- [Exercises to complete]:
• 1. Translate into Spanish this sentence from the passage on temperature injury to plants: "The mechanisms by which high and low temperatures injure plants are quite different."
• 2. In one to three sentences, explain why the water in the intercellular spaces freezes before the water inside the cells, according to the passage on temperature injury to plants.
• 3. Reproduce the passage on temperature injury to plants between "and cell death." and "within the cells.", inclusive.

- [Study text]:
--
Mechanism of low and high temperature

Mechanisms of Low- and High-Temperature

Injury to Plants

The mechanisms by which high and low temperatures

injure plants are quite different. High temperatures

apparently inactivate certain enzyme systems and accelerate

others, thus leading to abnormal biochemical reactions

and cell death. High temperature may also cause

coagulation and denaturation of proteins, disruption

of cytoplasmic membranes, suffocation, and possibly

release of toxic products into the cell.

Low temperatures, however, injure plants primarily

by inducing ice formation between or within the cells.

The rather pure water of the intercellular spaces freezes

first and normally at about 0°C, whereas the water

within the cell contains dissolved substances that,

depending on their nature and concentration, depress

the freezing point of water several degrees. Furthermore,

when the intercellular water becomes ice, more vapor

(water) moves out of the cells and into the intercellular

spaces, where it also becomes ice. The reduced water

content of the cells depresses further the freezing point

of the intracellular water. This could continue, up to a

point, without damaging the cell, but below a certain

temperature ice crystals form within the cell, disrupt the

plasma membrane, and cause injury and death to the

cell.

Ice formation in supercooled water within leaves is

influenced greatly by the kinds and numbers of epiphytic

bacteria that may be present on the leaves. Certain

strains of some pathogenic (e.g., Pseudomonas syringae)
--
- [Extracted information]:
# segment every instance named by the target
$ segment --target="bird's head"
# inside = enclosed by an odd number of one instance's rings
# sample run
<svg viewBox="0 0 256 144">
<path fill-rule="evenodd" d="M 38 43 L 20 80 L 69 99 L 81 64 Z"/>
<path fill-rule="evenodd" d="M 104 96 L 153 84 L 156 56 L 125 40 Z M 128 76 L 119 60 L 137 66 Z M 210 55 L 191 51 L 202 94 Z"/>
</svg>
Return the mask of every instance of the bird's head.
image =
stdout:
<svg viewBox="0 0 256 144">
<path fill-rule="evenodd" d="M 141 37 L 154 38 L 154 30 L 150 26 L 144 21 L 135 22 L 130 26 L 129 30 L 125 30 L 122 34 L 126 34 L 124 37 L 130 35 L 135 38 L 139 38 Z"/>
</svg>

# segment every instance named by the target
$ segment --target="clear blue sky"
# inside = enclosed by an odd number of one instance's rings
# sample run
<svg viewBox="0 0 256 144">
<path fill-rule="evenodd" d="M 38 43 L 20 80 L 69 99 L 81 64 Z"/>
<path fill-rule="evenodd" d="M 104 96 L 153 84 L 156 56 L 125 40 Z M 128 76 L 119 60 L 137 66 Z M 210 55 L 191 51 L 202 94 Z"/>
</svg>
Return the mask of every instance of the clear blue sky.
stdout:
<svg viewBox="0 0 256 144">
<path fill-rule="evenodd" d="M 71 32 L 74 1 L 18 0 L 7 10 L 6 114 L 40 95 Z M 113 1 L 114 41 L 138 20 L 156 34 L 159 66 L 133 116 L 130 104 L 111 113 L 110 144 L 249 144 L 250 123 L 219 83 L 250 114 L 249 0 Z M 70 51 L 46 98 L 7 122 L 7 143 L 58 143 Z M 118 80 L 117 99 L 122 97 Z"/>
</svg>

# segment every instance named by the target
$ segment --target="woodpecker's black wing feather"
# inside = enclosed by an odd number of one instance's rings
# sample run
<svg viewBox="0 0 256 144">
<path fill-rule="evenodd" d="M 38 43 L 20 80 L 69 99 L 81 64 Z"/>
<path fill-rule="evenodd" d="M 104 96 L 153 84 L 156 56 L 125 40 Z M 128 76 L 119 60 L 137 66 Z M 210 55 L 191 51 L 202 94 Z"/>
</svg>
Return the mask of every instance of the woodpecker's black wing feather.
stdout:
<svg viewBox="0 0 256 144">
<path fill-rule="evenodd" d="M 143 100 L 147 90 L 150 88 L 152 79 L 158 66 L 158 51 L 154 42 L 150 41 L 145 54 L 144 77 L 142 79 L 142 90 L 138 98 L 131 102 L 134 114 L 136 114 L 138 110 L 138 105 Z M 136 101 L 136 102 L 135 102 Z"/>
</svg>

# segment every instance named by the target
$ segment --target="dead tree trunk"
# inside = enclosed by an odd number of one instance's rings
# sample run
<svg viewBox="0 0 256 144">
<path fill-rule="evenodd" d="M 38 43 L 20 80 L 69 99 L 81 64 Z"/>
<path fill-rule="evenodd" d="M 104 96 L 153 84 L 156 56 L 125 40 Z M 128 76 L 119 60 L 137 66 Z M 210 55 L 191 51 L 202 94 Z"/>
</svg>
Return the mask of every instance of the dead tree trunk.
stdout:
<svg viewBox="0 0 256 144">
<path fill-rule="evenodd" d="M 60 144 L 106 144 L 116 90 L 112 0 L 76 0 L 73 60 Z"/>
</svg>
--
- [Activity answers]:
• 1. Los mecanismos por los cuales las temperaturas altas y bajas dañan a las plantas son bastante diferentes.

• 2. The water in the intercellular spaces is rather pure, so it freezes first, normally at about 0°C. The water inside the cells contains dissolved substances that lower its freezing point by several degrees, depending on their nature and concentration.

• 3.
and cell death. High temperature may also cause

coagulation and denaturation of proteins, disruption

of cytoplasmic membranes, suffocation, and possibly

release of toxic products into the cell.

Low temperatures, however, injure plants primarily

by inducing ice formation between or within the cells.